> [Task brief]
Skip the pictures, please, and write out exactly every line from the one containing "Given the image above, the detector locates the coffee" through the end of the listing below.

> [Entries supplied]

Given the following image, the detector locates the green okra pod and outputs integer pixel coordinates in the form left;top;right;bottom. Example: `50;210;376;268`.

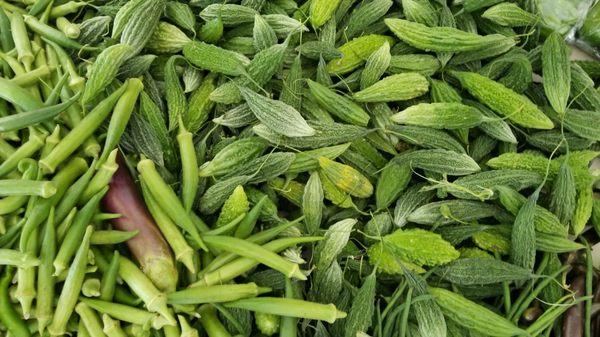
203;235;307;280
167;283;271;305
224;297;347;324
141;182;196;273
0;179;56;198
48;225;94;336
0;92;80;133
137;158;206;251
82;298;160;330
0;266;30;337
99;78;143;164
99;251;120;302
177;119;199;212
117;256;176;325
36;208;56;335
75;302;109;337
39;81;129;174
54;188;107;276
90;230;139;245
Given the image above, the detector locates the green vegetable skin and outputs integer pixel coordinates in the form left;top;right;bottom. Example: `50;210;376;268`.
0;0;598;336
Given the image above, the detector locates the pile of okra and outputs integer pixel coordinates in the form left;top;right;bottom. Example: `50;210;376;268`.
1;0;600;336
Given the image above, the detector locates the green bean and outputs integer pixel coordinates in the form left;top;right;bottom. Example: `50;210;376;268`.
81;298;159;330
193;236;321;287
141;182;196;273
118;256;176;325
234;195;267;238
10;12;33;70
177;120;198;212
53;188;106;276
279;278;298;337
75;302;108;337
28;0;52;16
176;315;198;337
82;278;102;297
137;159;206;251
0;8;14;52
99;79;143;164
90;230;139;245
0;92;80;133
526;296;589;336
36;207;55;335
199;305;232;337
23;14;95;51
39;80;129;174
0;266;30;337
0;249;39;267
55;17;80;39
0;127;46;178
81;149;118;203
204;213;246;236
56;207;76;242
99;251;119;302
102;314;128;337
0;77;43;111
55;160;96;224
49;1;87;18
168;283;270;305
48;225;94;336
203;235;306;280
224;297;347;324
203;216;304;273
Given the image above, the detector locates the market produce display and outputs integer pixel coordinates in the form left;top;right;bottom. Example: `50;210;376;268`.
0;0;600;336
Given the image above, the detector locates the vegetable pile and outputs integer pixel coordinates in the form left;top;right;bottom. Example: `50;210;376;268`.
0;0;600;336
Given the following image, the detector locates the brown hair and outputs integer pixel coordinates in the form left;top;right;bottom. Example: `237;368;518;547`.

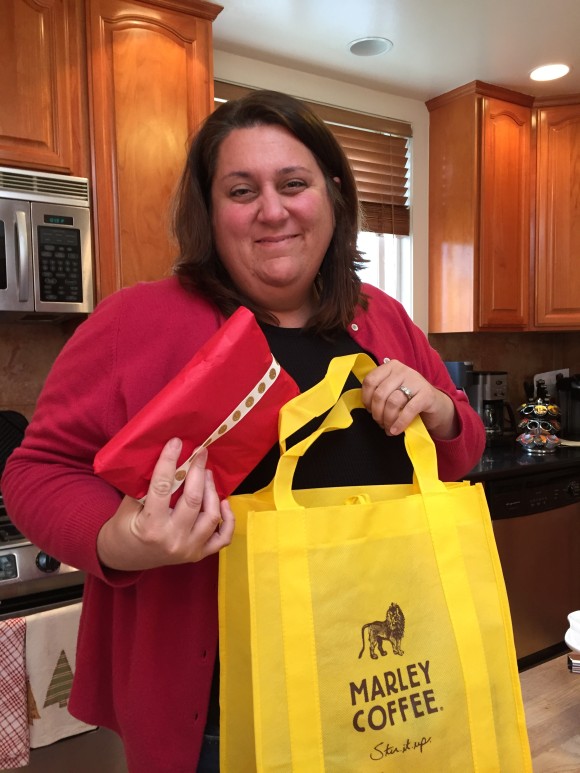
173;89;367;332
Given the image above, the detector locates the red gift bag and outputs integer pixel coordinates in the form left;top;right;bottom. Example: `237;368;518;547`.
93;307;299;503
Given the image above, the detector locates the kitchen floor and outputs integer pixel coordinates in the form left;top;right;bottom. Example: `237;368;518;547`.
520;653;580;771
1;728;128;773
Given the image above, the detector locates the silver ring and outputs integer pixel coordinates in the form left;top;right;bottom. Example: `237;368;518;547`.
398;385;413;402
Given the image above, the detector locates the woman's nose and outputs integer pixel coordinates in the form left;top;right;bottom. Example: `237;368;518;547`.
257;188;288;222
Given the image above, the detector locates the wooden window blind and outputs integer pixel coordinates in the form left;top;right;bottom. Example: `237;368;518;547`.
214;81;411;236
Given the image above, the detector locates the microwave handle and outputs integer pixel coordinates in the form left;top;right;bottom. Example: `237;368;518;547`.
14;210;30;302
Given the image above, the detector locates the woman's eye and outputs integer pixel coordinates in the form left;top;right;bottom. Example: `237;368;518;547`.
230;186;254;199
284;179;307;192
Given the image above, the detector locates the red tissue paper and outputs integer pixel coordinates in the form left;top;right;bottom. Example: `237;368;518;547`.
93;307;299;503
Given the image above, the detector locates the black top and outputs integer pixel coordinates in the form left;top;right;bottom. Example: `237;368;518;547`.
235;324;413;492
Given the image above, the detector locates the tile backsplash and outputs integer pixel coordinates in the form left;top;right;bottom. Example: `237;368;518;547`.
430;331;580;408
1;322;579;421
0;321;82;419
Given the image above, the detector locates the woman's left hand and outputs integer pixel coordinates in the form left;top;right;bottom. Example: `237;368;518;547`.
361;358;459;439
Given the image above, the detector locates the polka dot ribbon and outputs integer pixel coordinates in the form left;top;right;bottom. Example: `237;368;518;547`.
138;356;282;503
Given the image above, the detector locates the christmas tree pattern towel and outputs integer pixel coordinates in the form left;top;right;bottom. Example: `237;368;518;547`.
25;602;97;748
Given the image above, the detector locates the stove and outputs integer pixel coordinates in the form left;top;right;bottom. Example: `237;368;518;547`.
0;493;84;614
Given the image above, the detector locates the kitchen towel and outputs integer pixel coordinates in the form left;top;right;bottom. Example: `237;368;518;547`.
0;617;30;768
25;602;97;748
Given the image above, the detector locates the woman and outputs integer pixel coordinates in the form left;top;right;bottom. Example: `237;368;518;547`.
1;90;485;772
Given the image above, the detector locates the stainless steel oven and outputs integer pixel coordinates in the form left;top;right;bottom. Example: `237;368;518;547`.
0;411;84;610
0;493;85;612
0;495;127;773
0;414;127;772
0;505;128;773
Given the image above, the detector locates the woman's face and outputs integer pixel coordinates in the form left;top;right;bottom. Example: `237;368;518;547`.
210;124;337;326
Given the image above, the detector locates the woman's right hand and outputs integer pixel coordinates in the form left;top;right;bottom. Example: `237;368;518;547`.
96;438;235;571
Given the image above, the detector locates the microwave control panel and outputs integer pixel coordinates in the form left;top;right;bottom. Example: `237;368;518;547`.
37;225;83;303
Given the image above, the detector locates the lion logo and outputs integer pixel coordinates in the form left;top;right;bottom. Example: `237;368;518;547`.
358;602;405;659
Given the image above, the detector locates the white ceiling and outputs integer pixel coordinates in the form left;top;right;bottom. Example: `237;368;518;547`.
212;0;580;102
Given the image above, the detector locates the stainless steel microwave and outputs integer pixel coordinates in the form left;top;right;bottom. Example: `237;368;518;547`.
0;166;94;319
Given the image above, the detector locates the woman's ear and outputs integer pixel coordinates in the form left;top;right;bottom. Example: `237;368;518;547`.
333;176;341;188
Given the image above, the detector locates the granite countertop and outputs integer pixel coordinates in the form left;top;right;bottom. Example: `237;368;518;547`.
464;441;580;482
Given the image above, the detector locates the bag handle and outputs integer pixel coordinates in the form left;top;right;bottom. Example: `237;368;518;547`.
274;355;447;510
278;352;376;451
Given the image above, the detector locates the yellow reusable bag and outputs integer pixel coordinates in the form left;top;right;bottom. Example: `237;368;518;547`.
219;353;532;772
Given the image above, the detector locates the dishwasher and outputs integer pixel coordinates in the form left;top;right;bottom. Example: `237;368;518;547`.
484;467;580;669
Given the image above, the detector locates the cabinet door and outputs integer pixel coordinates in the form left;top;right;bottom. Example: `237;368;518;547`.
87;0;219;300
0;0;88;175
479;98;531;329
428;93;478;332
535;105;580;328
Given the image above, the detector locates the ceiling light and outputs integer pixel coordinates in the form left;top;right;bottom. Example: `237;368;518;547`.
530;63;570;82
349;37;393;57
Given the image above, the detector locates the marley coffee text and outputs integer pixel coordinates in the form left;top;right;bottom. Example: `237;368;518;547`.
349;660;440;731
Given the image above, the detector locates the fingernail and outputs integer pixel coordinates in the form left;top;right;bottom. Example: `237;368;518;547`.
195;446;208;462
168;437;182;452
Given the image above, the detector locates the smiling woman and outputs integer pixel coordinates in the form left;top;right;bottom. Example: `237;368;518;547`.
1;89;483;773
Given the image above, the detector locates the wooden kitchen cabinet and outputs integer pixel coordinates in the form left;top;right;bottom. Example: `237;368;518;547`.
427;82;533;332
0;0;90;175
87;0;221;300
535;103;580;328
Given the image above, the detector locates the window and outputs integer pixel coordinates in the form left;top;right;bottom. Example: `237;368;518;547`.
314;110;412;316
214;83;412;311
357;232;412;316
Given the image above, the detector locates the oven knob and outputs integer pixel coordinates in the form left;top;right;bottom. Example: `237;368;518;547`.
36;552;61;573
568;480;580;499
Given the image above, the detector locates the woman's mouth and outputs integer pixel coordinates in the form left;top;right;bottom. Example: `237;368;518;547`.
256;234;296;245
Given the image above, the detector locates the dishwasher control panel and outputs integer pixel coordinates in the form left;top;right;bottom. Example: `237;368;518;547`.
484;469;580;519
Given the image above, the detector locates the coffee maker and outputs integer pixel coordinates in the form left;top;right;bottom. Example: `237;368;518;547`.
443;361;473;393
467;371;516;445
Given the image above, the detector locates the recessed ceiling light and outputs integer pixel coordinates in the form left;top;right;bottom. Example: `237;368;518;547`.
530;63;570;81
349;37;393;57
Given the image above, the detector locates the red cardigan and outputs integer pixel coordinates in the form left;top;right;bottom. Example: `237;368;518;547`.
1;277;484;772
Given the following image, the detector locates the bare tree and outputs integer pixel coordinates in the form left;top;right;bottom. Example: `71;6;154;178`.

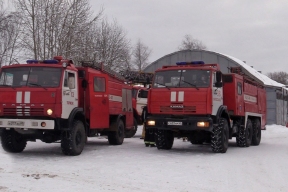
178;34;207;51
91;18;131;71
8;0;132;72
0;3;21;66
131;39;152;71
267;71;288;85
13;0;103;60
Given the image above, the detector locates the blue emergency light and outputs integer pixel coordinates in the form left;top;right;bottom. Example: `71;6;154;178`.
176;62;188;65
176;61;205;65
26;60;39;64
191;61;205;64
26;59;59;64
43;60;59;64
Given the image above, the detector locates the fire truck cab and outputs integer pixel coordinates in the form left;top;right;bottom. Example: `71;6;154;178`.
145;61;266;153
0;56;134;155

> [Exercise solution]
Given the image above, the detector locates the coffee maker and outputs integer pixel coordinates in the form left;top;right;bottom. Example: `237;368;518;547`.
443;361;473;393
467;371;516;445
Given the image above, the detector locates the recessed ceiling light and outputs integer pixel coordinates in the form left;top;right;bottom. Example: `237;368;518;547`.
530;63;570;81
349;37;393;57
Given the image above, the detector locates the red cardigan and outputs integer pixel coordinates in the form left;top;right;bottom. Example: `237;368;518;547`.
1;277;484;772
Given the following image, the detector locates the bare tree and outputs integer pixel coordinates in the form left;top;right;bottom. Example: `71;6;154;178`.

178;34;207;51
91;18;131;71
8;0;132;72
0;3;21;66
131;39;152;71
267;71;288;85
13;0;103;60
Given the image above, the detector locates the blue emergency light and outputs integer pixel coordinates in the form left;top;right;bottom. Example: `71;6;154;178`.
176;62;188;65
176;61;205;65
26;60;39;64
191;61;205;64
26;59;59;64
43;60;59;64
Given the image above, the detector locates the fire truck cab and outputs integer pixel coordinates in the form left;top;right;bottom. Example: `71;6;154;178`.
145;61;266;153
0;56;134;155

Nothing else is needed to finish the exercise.